Activity list –
A – In the interview, what word does JS suggest should replace "ballsy"?
B – From the interview, extract word for word the part that begins with the words containing "WaH: Kathryn Hahn" and ends with "in the role.".

Exercise text –
>>>>
WaH: Kathryn Hahn has been in so many movies and TV shows yet never had to carry a film in this way before. Talk a little bit about Kathryn and what
made you hire her for the role.
JS: My goal was to cast someone who could make me laugh so hard that my stomach hurts, then break my heart five seconds later. Kathryn is such a brilliant,
fearless actress, she’s an absolute master at embodying all parts of that divided feminine. She’s beautiful, sexy, smart, raunchy, strong, vulnerable and
so funny. I can’t imagine anyone else in the role.
WaH: In your recent piece “17 reasons why chicks actually make better directors” one of the reasons was “the vagina’s got a lot to say.” You have been
very vocal about the lack of opportunities for women directors. Do you think things are changing? What are the biggest challenges to come on this
JS: I do think things are changing. I look at Orange is the New Black and Girls, at Nicole Holofcener and Lisa Cholodenko and Lake Bell,
at The New Girl and Mindy Kaling, Tina Fey and Amy Poehler — and I just see this incredible passion. I feel like there’s an “Arab Spring”
approaching when it comes to content and feminism — women are ready to create their own stories and studios are noticing that people are buying,
I actually think the biggest problem is more of an interpersonal one. It’s that thing I mentioned in one of those first paragraphs about my openness. In a
world where are born into the notion of being seen — through the male gaze — as part of our value, I think we’re overly available to negativity. Whether we
know it or not, the question of whether we’re likable or good or hot or beloved is always trying to jump out in front of urge to create art. The fact that
the word ballsy is about men is proof that the thing that gets you moving has been incorrectly branded as being gender-specific. We need to change it to
eggsy. Would that be weird?
<<<<
Entries shown –
>>>>
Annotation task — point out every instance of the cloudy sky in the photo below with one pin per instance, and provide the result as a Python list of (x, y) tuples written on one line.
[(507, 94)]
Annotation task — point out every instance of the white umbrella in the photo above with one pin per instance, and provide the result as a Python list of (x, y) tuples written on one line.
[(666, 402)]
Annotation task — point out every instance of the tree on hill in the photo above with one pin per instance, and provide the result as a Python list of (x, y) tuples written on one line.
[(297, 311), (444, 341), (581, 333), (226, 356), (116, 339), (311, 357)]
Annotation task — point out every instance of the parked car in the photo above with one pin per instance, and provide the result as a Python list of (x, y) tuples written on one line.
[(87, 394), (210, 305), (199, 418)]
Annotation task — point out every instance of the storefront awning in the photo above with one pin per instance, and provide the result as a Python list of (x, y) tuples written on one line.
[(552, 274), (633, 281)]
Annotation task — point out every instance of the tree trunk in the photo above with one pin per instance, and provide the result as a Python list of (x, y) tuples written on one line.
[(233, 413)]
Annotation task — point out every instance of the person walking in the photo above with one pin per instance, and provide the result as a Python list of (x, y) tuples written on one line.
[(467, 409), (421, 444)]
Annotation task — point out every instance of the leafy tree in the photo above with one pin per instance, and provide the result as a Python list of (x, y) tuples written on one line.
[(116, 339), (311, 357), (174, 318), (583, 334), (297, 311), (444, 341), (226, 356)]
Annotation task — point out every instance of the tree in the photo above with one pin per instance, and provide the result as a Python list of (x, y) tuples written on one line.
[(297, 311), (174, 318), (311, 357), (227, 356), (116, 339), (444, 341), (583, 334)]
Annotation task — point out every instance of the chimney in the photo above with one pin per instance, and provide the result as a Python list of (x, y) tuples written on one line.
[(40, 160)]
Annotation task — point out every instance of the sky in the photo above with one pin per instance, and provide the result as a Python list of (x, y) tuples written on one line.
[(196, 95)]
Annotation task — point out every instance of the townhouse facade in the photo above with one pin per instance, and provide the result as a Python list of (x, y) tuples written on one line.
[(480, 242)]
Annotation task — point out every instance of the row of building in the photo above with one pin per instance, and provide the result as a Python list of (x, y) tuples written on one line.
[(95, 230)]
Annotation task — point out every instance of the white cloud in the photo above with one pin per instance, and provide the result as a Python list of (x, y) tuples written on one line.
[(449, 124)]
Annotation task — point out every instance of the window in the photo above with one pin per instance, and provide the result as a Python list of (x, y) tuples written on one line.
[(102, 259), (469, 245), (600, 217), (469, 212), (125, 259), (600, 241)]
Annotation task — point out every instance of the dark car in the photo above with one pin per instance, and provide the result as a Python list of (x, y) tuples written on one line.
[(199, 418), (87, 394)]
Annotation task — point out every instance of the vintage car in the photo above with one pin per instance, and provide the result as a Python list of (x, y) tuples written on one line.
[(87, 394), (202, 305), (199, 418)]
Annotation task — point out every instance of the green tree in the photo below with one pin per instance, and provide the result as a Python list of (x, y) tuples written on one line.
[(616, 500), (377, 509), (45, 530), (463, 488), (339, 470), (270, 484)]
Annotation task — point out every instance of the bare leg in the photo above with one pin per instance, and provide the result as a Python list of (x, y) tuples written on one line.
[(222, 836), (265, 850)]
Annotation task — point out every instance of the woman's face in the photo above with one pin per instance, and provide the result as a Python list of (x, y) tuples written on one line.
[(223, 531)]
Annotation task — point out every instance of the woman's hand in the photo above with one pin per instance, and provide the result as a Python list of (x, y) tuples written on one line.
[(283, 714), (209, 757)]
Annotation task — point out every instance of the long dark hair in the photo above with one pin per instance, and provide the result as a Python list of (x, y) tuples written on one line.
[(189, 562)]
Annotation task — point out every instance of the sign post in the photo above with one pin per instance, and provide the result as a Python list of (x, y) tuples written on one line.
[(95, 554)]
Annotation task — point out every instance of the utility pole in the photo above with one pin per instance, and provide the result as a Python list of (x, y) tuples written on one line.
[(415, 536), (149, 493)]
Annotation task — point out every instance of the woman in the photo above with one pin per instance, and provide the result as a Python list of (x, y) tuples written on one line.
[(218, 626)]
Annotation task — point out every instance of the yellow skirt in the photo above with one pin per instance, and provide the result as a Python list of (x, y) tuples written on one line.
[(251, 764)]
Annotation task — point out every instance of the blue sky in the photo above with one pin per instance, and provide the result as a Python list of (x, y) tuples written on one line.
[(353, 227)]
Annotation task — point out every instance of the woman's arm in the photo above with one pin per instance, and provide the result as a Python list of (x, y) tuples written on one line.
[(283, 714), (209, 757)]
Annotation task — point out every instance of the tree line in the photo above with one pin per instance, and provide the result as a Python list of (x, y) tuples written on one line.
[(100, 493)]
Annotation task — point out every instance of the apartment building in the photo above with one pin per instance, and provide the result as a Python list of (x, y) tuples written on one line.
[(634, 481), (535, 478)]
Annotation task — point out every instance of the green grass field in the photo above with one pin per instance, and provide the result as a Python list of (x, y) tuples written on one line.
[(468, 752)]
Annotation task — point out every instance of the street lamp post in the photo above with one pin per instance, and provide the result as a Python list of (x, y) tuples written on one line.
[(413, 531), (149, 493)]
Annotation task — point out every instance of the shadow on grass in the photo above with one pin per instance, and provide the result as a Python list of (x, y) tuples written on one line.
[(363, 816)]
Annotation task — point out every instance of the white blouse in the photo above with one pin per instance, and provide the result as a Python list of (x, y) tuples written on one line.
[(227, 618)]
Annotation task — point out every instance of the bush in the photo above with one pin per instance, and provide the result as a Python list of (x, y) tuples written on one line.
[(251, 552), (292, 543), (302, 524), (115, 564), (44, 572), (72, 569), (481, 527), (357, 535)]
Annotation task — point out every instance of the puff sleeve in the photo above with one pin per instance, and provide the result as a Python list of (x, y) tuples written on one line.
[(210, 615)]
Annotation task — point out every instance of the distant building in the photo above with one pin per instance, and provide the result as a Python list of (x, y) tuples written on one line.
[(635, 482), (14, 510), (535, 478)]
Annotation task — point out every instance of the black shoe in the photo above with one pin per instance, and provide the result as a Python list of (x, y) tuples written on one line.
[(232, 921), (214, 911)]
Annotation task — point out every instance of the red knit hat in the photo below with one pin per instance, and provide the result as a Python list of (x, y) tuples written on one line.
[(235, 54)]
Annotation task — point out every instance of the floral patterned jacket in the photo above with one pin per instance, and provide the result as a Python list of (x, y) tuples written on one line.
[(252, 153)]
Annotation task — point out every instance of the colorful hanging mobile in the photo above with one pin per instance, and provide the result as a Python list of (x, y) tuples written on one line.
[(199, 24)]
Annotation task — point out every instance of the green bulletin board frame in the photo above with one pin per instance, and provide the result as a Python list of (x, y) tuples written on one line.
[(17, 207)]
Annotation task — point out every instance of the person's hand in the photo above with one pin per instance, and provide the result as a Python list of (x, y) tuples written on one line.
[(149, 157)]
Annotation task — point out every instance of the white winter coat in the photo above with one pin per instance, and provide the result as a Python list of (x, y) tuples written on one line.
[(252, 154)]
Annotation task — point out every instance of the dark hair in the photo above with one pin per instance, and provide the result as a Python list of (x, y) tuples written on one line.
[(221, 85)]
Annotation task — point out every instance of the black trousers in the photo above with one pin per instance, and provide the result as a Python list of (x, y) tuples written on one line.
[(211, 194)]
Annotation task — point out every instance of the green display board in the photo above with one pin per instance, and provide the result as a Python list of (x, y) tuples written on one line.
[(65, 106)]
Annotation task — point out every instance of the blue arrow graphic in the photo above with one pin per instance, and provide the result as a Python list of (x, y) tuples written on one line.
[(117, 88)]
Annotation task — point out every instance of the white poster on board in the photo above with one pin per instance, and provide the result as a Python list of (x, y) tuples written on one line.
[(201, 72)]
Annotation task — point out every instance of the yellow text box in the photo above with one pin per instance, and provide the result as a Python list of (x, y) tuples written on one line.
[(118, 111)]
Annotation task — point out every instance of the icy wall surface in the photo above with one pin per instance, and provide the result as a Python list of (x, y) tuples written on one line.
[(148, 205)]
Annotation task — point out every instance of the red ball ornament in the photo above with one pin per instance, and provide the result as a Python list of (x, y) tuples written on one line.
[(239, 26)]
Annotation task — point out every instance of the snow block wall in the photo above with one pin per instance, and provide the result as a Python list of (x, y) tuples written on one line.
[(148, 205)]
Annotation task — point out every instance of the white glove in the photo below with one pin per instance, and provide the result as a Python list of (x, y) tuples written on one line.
<<<<
Set of answers –
A – Eggsy.

B –
WaH: Kathryn Hahn has been in so many movies and TV shows yet never had to carry a film in this way before. Talk a little bit about Kathryn and what
made you hire her for the role.
JS: My goal was to cast someone who could make me laugh so hard that my stomach hurts, then break my heart five seconds later. Kathryn is such a brilliant,
fearless actress, she’s an absolute master at embodying all parts of that divided feminine. She’s beautiful, sexy, smart, raunchy, strong, vulnerable and
so funny. I can’t imagine anyone else in the role.